- **Objetivo indicado A**
Según la entrevista sobre la adaptación de la novela de Graham Greene, ¿en qué momento vio Greene la película?
- **Objetivo indicado B**
Continúe la entrevista sobre la adaptación de la novela de Graham Greene a partir de la última respuesta del director.

- **Fragmento seleccionado**
•••••

Sí, quizá pudiese contar con que una parte del público hubiese leído la novela, pero no con que todo el público la conociese… o la recordase. En cualquier caso, no puedo explicarle por qué motivo hice ese flashback, porque hace ya demasiado tiempo que escribimos el guión, y que dirigí la película, y no recuerdo ya cuáles eran las razones exactas, aunque desde luego había algunas razones. Pero hace mucho que no he visto la película, y sin duda usted la recuerda mucho mejor que yo.
¿Le ayudó o dio algún consejo Graham Greene, si no acerca de la adaptación, sobre los actores que eligió para encarnar a sus personajes?
Greene no tuvo nada que ver con la película. Yo compré la historia e hice la película. Greene no me influyó en ningún sentido. Y no la vio hasta que estuvo completamente terminada; entonces, le invité a verla, la vio y le gustó mucho.
Los actores me parecieron particularmente adecuados a los personajes de la novela, y pensé que, tratándose de actores ingleses, con los que le supongo menos familiarizado que con los americanos, tal vez Greene o alguien le hubiesen echado una mano.
Los elegí yo. A todos los conocía, les había visto alguna vez.
¿Son los actores en que pensó desde el principio o tuvo que sustituir a alguno, por estar ocupado o por cualquier otro motivo?
Creo que sí son los que quería, aunque no recuerdo ya si había pensado en algún otro que no estuviese libre. Afortunadamente para mí, cuando hago una película y la veo dos o tres veces con público, consigo distanciarme totalmente de ella, y - por así decirlo- me olvido de ella. No puedo decirle tantas cosas acerca de la película como usted, porque, sencillamente, la olvido. Eso me permite no repetirme. Mire, yo intento siempre evitar imitarme a mí mismo, y de ese modo, cuando empiezo la siguiente película, estoy fresco, puedo empezar desde cero.
¿Qué tal han funcionado económicamente sus películas recientes?
¿Cual?
Ninguna en particular, me refiero a todas las últimas en general, desde The Cardinal (El cardenal, 1963), que en España tuvo un éxito enorme, pero no sé si en otros países…
Sí, tuvo mucho éxito en todas partes. Exodus (Éxodo, 1960) fue uno de mis mayores éxitos. Mis películas suelen ir bien económicamente. No todas son grandes éxitos, claro, pero tienen el suficiente éxito.
Entonces, ¿no tiene dificultades financieras para hacer películas? Porque pensé que tal vez se debiera a eso el que últimamente haya hecho menos, cada vez más distanciadas entre sí. En los años 60 hizo ocho, en los 70 solamente tres.
Eso se debe a que no encontré historias que me gustasen, o a que no conseguí guiones que me satisfacieran plenamente y no hice las películas. Eso ha hecho que pasasen años entre una y otra.

•••••

- **Datos de etiquetado de regiones**
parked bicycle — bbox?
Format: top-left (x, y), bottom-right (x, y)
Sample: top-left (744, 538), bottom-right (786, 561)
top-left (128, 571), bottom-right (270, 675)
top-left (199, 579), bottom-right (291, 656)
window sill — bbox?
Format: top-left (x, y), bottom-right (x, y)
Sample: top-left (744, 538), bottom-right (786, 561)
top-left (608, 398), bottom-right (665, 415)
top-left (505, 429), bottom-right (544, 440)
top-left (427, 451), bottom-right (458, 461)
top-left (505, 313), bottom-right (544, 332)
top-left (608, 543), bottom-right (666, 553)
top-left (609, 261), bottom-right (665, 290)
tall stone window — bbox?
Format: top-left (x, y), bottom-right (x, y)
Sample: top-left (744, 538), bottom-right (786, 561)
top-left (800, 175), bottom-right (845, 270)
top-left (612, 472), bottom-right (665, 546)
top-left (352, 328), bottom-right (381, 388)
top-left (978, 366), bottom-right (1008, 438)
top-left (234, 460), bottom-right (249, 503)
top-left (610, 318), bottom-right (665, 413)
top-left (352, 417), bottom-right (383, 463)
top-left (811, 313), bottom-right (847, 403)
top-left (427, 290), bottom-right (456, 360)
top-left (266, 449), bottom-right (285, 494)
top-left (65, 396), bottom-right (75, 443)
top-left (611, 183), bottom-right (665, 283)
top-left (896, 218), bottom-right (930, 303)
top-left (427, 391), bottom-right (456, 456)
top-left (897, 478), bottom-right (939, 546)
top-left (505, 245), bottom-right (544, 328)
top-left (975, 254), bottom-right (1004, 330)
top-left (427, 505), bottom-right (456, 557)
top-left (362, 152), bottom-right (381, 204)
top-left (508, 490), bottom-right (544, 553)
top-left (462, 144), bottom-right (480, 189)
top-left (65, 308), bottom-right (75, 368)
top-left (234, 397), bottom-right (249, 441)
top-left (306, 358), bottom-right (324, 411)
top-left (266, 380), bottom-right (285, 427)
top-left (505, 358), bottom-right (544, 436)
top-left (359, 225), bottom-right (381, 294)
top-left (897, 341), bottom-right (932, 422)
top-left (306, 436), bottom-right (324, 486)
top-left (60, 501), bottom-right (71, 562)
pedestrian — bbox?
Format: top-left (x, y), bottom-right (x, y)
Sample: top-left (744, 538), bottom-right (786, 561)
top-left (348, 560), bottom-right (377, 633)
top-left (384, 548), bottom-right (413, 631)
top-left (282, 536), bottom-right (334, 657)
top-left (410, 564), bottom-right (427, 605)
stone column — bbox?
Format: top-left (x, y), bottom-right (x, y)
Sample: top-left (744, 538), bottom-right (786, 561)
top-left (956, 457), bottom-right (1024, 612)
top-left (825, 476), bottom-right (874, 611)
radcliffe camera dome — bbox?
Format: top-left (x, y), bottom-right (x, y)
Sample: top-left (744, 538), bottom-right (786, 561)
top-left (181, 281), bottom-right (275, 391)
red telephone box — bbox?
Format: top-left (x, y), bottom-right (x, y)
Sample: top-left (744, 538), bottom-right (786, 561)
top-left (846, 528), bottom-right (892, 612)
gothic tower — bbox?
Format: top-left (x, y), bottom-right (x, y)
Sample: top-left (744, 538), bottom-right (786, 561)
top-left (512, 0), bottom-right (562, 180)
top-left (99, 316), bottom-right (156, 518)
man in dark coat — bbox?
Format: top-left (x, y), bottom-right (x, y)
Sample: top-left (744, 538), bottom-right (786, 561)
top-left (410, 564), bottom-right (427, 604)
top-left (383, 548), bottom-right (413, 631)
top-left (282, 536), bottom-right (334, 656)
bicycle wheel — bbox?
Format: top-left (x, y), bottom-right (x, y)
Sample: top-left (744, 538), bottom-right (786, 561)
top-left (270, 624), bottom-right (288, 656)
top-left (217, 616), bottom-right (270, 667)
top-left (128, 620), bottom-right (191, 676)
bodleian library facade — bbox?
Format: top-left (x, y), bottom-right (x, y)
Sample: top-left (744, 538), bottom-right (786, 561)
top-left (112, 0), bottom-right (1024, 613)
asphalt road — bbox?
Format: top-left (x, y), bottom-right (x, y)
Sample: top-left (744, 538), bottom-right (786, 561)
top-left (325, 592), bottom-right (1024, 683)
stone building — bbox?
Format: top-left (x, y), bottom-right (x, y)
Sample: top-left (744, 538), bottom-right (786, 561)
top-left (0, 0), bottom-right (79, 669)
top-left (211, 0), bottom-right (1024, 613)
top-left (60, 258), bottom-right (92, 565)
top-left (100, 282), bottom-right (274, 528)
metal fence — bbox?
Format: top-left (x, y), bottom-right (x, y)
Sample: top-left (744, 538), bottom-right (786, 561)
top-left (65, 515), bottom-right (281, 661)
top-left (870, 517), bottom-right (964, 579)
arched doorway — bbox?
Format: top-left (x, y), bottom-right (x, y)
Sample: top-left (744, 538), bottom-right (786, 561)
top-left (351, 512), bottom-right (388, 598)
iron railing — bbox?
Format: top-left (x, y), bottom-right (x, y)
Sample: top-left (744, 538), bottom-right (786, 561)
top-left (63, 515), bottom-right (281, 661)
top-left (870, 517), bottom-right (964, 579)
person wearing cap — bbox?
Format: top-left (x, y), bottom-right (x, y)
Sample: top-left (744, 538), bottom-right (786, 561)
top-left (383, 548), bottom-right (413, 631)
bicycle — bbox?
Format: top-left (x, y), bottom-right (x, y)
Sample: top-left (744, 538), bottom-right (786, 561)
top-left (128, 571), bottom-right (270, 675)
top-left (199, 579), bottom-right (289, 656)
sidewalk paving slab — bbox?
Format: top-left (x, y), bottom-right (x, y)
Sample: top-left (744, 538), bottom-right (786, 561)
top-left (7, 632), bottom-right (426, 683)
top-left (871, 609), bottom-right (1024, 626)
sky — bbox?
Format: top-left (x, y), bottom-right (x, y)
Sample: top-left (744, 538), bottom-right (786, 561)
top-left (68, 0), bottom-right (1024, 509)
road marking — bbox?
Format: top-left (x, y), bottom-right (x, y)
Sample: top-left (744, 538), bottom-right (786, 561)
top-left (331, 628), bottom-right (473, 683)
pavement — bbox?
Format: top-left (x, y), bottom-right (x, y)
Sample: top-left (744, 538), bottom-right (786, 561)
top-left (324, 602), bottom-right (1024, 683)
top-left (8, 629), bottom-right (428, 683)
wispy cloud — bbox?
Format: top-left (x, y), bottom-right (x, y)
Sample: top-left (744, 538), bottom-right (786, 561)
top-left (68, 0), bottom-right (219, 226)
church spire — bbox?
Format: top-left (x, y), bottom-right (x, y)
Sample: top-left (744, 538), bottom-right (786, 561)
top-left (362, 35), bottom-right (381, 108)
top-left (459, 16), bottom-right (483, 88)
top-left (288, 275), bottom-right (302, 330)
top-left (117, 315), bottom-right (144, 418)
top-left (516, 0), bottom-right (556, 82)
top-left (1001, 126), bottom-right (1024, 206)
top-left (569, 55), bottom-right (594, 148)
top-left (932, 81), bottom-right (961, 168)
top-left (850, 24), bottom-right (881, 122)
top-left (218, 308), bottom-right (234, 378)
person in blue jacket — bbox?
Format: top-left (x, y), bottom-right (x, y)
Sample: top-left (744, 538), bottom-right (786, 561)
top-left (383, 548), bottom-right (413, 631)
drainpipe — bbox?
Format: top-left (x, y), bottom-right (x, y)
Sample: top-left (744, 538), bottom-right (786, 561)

•••••

- **Resultado final A**
La vio cuando ya estaba completamente terminada, después de que el director lo invitara a verla.

- **Resultado final B**
Pensé que si sus últimas películas no habían funcionado muy bien no tendría el mismo grado de control que en otros tiempos, ni tanta libertad de elección.
Tengo control absoluto sobre las películas que produzco yo mismo. Hay en mi carrera algunas que no produje, que sólo dirigí, como Porgy and Bess (1958), que produjo Samuel Goldwyn, que había empezado Mamoulian, pero se peleó con Goldwyn y abandonó la película. Goldwyn era un personaje extraño, que siempre estaba poniendo a prueba a la gente, para ver si uno estaba seguro de sí mismo. Y lo único que le importaba era el dinero. Lo que más le gustaba del mundo era el dinero. Pero era un tipo interesante.
En los cuatro años que separan The Human Factor de su película precedente, Rosebud (1975), ¿qué ha hecho usted? Porque leí acerca de varios proyectos suyos que no ha llegado a realizar…
Seguramente leyó acerca de proyectos que nunca tuve. Puede que tuviese alguno, pero no me acuerdo.
Por ejemplo, recuerdo uno bastante extraño, sobre un sacerdote corso, sardo o siciliano, no sé, que tenía estigmas… El milagro del padre…
¿Un cura? ¿Con estigmas? ¿Milagro? No recuerdo nada semejante. Es posible, pero… de verdad, no me acuerdo.
¿Se ha dedicado últimamente al teatro?
Bueno, acabo de dirigir una obra en Nueva York, pero sólo el pre-estreno, todavía no hay representaciones. Cuando vuelva, decidiremos si se estrena en Broadway o no. Se titula The Killer Theme.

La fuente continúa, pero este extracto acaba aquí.